> _Goal of the exercise_: From the line with "Target: rough concrete surface" through the line with "Mark every instance of the round", inclusive, return each line of the data below exactly and leave the rest out.

> _Supplied information_:
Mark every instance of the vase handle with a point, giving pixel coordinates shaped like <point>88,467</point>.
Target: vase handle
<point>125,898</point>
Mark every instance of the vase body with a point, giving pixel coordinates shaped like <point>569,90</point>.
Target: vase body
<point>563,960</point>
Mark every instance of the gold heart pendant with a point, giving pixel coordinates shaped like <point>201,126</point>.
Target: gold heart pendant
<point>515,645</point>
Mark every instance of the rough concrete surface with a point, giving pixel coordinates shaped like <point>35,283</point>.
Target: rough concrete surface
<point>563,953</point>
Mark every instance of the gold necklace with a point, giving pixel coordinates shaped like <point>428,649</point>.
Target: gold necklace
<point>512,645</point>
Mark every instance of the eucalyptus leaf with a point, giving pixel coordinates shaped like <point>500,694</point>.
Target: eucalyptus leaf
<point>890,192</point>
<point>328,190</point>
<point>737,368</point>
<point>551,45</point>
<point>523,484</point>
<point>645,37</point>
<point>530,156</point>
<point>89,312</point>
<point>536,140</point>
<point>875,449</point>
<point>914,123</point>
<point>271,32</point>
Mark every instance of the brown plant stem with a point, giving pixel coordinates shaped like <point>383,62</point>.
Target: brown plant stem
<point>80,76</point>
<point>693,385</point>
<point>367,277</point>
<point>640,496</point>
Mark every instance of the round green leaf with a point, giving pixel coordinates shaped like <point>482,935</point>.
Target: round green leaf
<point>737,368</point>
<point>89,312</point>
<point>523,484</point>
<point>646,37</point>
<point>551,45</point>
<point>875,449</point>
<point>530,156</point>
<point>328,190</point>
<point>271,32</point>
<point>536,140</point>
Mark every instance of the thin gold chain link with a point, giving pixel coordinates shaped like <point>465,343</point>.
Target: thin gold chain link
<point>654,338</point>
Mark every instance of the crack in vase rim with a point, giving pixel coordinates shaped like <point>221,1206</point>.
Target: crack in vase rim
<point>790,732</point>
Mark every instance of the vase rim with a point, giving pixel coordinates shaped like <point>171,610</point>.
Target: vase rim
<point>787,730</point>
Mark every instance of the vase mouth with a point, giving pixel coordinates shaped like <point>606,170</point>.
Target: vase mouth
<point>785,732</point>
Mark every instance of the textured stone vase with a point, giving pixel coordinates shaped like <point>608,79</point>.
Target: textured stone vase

> _Response for this exercise_:
Target: rough concrete surface
<point>563,953</point>
Mark every instance of the gold necklace with a point, giving pixel coordinates shaped like <point>428,649</point>.
Target: gold necklace
<point>512,645</point>
Mark every instance of the eucalyptus leaf with a point, giving pixel coordinates shaped like <point>500,694</point>.
Target: eucalyptus leaf
<point>890,192</point>
<point>328,190</point>
<point>737,368</point>
<point>551,45</point>
<point>523,484</point>
<point>645,37</point>
<point>530,156</point>
<point>89,312</point>
<point>536,140</point>
<point>875,449</point>
<point>914,123</point>
<point>271,32</point>
Mark every instance of the brown plant stem with a point, giving pixel coordinates shaped like <point>383,62</point>.
Target: brown plant stem
<point>80,76</point>
<point>693,385</point>
<point>367,277</point>
<point>640,496</point>
Mark every instance of the round green leaf with a point, giving pixel coordinates shaped like <point>482,935</point>.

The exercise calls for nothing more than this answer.